→ Work request
When you find the line that contains "In this exercise you will mark each instance of the lens", restate it and all lines after it exactly, stopping at the end of the material.

---------- Data shown

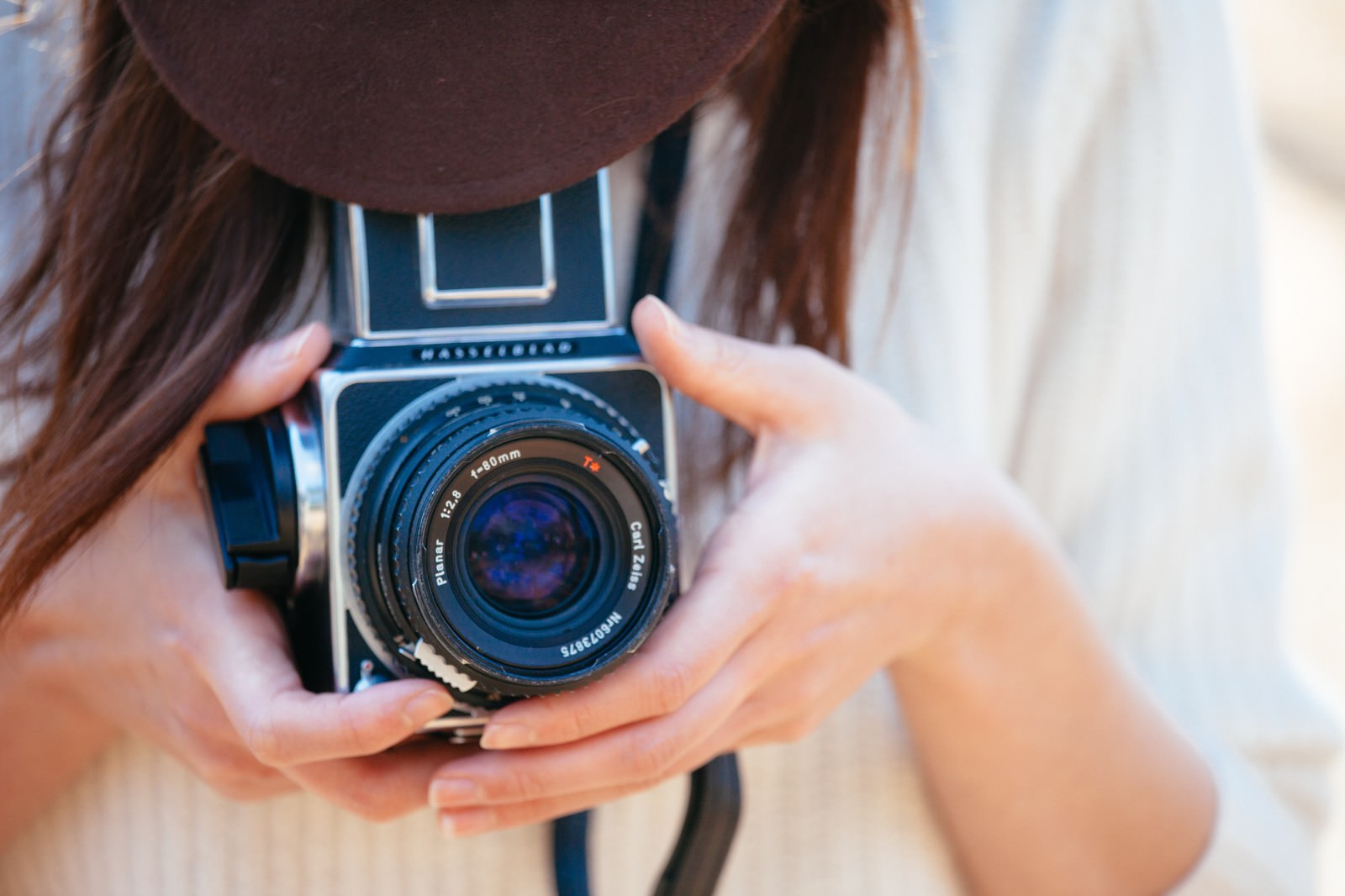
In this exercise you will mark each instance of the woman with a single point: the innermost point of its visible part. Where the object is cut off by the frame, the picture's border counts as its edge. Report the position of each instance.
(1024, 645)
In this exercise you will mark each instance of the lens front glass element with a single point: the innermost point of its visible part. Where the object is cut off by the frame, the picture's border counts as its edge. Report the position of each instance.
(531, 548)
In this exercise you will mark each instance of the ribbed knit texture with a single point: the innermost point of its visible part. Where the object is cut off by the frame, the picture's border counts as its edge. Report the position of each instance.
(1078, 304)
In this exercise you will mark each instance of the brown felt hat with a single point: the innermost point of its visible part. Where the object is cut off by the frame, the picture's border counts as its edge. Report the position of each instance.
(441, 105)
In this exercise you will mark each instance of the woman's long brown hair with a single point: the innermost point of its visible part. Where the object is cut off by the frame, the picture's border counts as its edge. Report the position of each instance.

--------------------

→ Problem solution
In this exercise you will mark each instance of the lens front glass element with a single point: the innermost point of its visible part. Where the object is cut off by the frame, the picture's border counts as its edge. Report the position of each instance.
(531, 548)
In this exercise you will mark each instance of the ribbed knit texture with a single point: the innermost point of its visible part. Where the object is cut off by the frame, the picture's border counts as its edge. Report the position of each instance.
(1078, 304)
In this exercise you will mark each instance of the brown felt hat with a single point: the innermost point of its visible part. Where the object is cut off by the frame, the picture's border counts as its edge. Report the position of each instance.
(441, 105)
In this exercise you will mark each instance of the woman's long brown hair with a single point: the innermost point of its visible part. Where the object is cut off by the frame, the picture's border counts as its edge. Report the position of each instance.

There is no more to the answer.